--- START ---

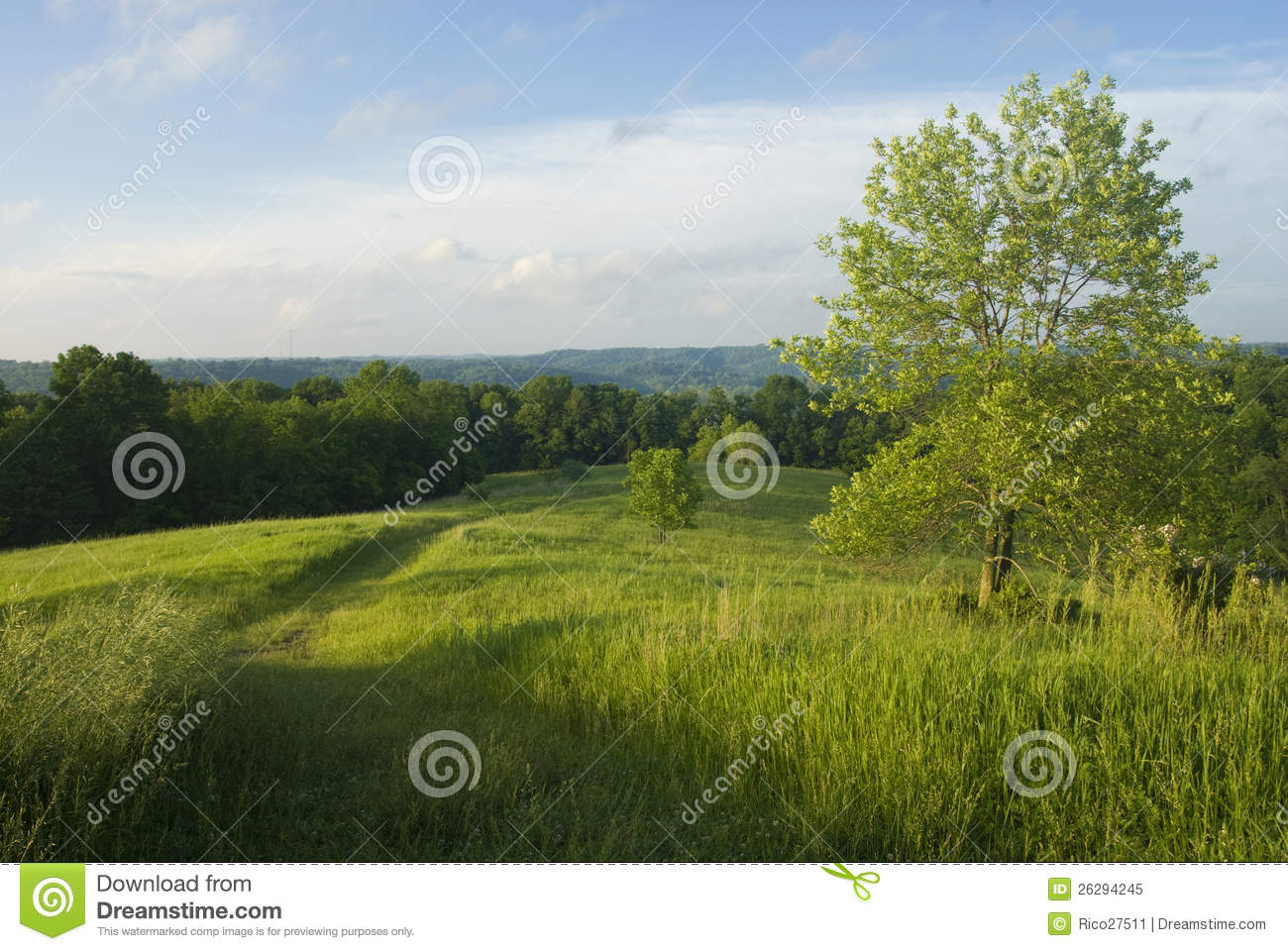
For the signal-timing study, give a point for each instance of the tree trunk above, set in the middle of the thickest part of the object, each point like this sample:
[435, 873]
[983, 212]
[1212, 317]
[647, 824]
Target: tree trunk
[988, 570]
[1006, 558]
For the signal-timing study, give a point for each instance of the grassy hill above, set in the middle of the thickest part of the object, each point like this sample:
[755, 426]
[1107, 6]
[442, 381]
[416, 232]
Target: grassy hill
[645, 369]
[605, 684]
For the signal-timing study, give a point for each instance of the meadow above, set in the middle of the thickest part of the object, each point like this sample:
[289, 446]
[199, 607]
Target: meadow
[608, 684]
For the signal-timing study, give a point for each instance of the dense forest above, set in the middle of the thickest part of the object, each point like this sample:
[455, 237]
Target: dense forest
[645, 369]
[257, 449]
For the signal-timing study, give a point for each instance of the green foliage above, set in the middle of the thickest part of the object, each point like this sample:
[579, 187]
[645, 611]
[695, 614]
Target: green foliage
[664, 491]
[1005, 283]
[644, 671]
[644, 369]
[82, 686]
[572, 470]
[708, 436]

--- END ---

**Directions for this task:**
Omitting all pictures, set the listing down exactly.

**Answer to the exercise:**
For the signal-timing study, give a point for each instance of the tree trunk above, set in the middle of the thickest part of the object, each point like this sample:
[435, 873]
[983, 212]
[1212, 317]
[647, 824]
Target: tree trunk
[988, 570]
[1006, 558]
For the signal-timing study, give a point for each instance of the grassy hill above, set in the middle of the thickest part of the object, each point like this sample:
[755, 426]
[1107, 6]
[442, 381]
[416, 232]
Target: grassy hill
[645, 369]
[605, 684]
For the signal-timing study, give a point for each instance of the meadow above, set in the middle of the thickest part of the object, each point like this sample:
[289, 446]
[199, 607]
Target: meadow
[608, 684]
For the signal-timing study, give a point for each instance of the dense forest above, set in the middle of the thickest part of the object, each point like this sample:
[455, 237]
Target: dense forest
[645, 369]
[257, 449]
For the signal-timing study, give a point for each instance of the green foliage above, set in the middle of the thickest part of the object, each point like this sample:
[579, 187]
[645, 611]
[695, 614]
Target: green foliage
[664, 491]
[1005, 283]
[644, 671]
[644, 369]
[82, 686]
[572, 470]
[708, 436]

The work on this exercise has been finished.